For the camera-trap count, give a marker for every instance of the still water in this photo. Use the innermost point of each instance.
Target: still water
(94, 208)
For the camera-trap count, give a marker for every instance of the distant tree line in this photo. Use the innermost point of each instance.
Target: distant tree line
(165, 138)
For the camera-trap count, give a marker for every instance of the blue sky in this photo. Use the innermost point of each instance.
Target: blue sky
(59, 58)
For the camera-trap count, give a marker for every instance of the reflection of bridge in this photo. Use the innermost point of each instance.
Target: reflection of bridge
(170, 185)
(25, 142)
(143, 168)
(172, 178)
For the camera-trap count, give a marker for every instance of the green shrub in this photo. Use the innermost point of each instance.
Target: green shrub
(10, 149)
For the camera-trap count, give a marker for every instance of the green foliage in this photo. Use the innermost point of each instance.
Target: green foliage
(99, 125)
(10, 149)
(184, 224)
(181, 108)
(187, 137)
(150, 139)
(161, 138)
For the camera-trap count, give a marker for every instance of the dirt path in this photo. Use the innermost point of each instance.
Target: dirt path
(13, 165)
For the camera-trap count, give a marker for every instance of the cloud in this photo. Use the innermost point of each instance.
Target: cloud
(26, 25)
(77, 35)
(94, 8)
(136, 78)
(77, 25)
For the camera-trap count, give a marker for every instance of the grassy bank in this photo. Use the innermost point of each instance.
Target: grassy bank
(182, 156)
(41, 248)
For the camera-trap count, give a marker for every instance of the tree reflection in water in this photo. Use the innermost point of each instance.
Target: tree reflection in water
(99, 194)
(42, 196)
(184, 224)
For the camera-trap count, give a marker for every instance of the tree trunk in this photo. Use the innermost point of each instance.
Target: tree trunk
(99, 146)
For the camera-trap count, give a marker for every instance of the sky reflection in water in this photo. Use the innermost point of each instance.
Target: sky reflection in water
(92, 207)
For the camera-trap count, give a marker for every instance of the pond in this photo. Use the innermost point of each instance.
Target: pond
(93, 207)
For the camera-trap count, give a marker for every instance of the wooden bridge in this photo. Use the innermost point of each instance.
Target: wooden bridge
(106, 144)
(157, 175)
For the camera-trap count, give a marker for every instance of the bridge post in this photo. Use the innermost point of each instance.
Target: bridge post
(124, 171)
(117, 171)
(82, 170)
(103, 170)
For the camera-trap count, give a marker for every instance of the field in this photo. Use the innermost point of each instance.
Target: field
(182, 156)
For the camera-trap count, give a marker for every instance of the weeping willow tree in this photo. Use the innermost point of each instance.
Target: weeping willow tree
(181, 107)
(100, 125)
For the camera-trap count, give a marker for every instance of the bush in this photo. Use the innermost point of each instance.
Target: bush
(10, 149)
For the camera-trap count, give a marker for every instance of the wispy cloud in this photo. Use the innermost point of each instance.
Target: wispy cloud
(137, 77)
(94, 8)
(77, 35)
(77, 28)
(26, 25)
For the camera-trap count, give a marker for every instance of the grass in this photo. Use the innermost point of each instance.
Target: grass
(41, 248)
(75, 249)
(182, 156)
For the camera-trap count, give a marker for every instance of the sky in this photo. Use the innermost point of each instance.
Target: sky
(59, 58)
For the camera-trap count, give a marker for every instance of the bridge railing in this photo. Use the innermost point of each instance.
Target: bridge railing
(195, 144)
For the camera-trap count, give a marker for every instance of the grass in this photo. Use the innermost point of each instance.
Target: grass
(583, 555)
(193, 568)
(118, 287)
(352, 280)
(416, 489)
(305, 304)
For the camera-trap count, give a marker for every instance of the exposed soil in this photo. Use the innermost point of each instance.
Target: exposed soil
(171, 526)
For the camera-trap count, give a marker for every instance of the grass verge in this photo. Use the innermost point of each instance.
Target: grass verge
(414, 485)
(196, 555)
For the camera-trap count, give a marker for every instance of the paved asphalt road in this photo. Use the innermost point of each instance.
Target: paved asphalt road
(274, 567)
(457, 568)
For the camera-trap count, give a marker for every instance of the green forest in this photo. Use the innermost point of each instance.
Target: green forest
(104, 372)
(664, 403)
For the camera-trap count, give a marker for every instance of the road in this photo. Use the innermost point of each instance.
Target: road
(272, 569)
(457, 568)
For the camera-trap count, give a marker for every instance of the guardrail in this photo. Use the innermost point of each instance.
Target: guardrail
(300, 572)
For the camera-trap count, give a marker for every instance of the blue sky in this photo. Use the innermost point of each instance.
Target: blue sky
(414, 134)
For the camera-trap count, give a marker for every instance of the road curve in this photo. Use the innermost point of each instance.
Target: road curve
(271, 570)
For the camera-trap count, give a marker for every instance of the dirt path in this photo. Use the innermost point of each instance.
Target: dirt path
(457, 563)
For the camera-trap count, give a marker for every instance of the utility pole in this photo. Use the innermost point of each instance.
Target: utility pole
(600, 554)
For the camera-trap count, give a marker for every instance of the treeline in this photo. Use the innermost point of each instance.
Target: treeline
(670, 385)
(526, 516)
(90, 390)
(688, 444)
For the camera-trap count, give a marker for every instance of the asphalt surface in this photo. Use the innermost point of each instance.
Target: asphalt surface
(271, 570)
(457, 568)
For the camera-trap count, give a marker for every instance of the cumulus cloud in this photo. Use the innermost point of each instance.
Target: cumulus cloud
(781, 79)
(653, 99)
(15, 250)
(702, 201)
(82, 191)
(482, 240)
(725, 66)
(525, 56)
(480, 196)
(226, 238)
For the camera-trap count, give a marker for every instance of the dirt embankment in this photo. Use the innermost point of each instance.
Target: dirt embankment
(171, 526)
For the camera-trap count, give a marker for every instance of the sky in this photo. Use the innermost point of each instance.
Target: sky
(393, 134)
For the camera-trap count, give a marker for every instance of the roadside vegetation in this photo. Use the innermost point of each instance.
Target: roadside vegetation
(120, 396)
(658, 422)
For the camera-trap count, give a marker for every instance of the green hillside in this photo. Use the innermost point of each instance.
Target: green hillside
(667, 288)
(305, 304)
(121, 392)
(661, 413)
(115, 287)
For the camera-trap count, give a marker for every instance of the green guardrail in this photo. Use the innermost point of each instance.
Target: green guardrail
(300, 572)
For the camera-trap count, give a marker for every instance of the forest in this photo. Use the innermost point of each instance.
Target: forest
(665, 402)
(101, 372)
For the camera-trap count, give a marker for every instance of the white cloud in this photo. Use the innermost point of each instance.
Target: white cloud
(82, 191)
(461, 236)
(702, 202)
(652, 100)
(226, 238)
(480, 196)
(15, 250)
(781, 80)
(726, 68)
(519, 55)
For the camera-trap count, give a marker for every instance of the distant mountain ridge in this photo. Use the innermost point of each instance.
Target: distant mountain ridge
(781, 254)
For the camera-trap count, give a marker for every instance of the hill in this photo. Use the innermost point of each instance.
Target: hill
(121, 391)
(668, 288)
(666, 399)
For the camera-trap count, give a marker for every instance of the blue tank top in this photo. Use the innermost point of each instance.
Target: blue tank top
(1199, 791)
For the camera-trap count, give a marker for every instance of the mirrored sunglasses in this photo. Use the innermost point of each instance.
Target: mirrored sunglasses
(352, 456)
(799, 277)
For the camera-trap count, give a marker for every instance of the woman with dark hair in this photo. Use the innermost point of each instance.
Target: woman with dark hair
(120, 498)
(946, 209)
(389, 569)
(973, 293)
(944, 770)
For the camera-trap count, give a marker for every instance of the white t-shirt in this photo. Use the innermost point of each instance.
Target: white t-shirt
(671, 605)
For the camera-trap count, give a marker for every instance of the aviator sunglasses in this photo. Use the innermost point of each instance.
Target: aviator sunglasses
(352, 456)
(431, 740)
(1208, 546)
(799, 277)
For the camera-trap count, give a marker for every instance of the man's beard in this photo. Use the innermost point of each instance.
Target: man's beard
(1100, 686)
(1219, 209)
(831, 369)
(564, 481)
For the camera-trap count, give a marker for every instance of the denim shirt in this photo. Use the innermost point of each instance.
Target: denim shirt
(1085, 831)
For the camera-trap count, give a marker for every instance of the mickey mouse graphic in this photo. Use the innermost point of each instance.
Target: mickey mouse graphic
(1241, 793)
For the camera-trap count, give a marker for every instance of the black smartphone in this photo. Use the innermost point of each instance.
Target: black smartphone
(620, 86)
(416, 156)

....

» **Exercise objective**: Please copy, exactly and with nothing else, the lines above beginning at the line that has "of the wispy" and ending with the line that has "of the paved".

» **Reply to the exercise**:
For the camera-trap count, give a marker for every instance of the wispy cloud in this photo. Use the innermost point of each instance.
Target: wispy cloud
(137, 77)
(94, 8)
(77, 35)
(77, 28)
(26, 25)
For the camera-trap count, give a marker for every instance of the grass in this photo. Use the innermost point of each instance.
Target: grass
(41, 248)
(75, 249)
(182, 156)
For the camera-trap count, give a marker for every instance of the sky in this photo. Use the innermost point of each instance.
Target: sky
(59, 58)
For the camera-trap count, give a marker for every instance of the bridge railing in this photo. Use the innermost point of each instance.
Target: bridge railing
(195, 144)
For the camera-trap count, give a marker for every instance of the grass in this photo. Use the innermost point of each instance.
Target: grass
(583, 555)
(193, 568)
(118, 287)
(352, 280)
(416, 489)
(305, 304)
For the camera-trap count, give a marker for every instance of the exposed soil in this photo. Use the innermost point of each instance.
Target: exposed soil
(171, 526)
For the camera-trap count, give a marker for every instance of the grass verge in this photo. Use the innermost point of each instance.
Target: grass verge
(414, 485)
(196, 555)
For the camera-trap count, give a marker for every instance of the paved asphalt road in this photo. Use the innermost point of each instance.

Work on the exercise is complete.